[Reading passage]:
━━━

Greatest hits album by Sonny & Cher
- Released: September 12, 2006
- Recorded: 1965/67
- Genre: Pop rock
- Length: 92:16
- Label: Rhino/Atlantic

Sonny & Cher chronology
| The Beat Goes On: The Best of Sonny & Cher (1991) | The Definitive Pop Collection (2006) |  |

= The Definitive Pop Collection =

The Definitive Pop Collection is the seventh compilation album by American pop rock duo Sonny & Cher, released in 2006 by Rhino Records.

Professional ratings
Review scores
| Source | Rating |
| Allmusic |  |

==Album information==

The Definitive Pop Collection contains Sonny and Cher's hit songs from the 1960s, including "I Got You Babe" and "The Beat Goes On". It also contains Cher solo songs, like her successes "All I Really Want To Do", "Bang Bang (My Baby Shot Me Down)", and "You Better Sit Down Kids" and Bono solo songs like "Laugh At Me" and "My Best Friend's Girl Is Out of Sight".

All songs come from their late 1960s studio albums, compilation and soundtrack. This compilation also contains songs released only as singles. Unlike the earlier compilation, it includes their first hit, "Baby Don't Go," released on Reprise Records.

━━━

[Data rows]:
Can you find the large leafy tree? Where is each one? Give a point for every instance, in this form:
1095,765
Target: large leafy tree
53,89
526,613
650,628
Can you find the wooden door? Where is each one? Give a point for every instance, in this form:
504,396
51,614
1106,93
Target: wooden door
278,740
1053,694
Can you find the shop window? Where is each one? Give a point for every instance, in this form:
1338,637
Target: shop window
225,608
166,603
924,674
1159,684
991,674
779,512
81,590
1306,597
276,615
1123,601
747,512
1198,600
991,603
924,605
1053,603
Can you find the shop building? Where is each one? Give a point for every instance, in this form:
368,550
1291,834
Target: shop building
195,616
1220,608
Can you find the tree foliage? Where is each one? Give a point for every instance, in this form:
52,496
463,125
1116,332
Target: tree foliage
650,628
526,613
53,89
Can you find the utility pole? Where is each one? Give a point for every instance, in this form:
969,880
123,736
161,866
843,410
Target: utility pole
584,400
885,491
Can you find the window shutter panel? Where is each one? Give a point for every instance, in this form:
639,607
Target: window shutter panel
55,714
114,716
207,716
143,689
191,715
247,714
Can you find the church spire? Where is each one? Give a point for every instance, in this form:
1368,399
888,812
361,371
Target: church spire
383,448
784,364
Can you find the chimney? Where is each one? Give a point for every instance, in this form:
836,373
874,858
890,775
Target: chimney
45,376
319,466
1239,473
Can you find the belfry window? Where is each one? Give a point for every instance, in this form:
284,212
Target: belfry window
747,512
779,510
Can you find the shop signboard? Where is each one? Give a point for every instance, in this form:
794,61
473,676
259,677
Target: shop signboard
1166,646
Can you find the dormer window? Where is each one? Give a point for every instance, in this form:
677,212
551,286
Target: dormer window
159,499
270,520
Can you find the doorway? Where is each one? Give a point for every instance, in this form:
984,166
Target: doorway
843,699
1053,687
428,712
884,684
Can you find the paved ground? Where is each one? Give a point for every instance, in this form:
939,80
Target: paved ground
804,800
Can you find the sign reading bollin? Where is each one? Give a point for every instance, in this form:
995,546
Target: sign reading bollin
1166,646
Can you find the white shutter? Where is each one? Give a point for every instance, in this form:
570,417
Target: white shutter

━━━

[Problems and tasks]:
a. Answer these questions using the album article:
(i) On what date was the album released?
(ii) What number compilation album by the duo is it?
(iii) On which label was the duo's first hit, included in this collection, originally released?
b. Sum up the album article in two sentences.
c. Write out the part of the album article that opens with the words containing "The Definitive Pop Collection is" and closes with "on Reprise Records.".
The records have no connection to the album article.

[The responses]:
a.
(i) September 12, 2006
(ii) The seventh
(iii) Reprise Records

b. The Definitive Pop Collection is the seventh compilation album by the American pop rock duo Sonny & Cher, released in 2006 by Rhino Records. It gathers the duo's 1960s hits, Cher and Bono solo songs, and songs released only as singles, and unlike the earlier compilation it includes their first hit, "Baby Don't Go."

c.
The Definitive Pop Collection is the seventh compilation album by American pop rock duo Sonny & Cher, released in 2006 by Rhino Records.

Professional ratings
Review scores
| Source | Rating |
| Allmusic |  |

==Album information==

The Definitive Pop Collection contains Sonny and Cher's hit songs from the 1960s, including "I Got You Babe" and "The Beat Goes On". It also contains Cher solo songs, like her successes "All I Really Want To Do", "Bang Bang (My Baby Shot Me Down)", and "You Better Sit Down Kids" and Bono solo songs like "Laugh At Me" and "My Best Friend's Girl Is Out of Sight".

All songs come from their late 1960s studio albums, compilation and soundtrack. This compilation also contains songs released only as singles. Unlike the earlier compilation, it includes their first hit, "Baby Don't Go," released on Reprise Records.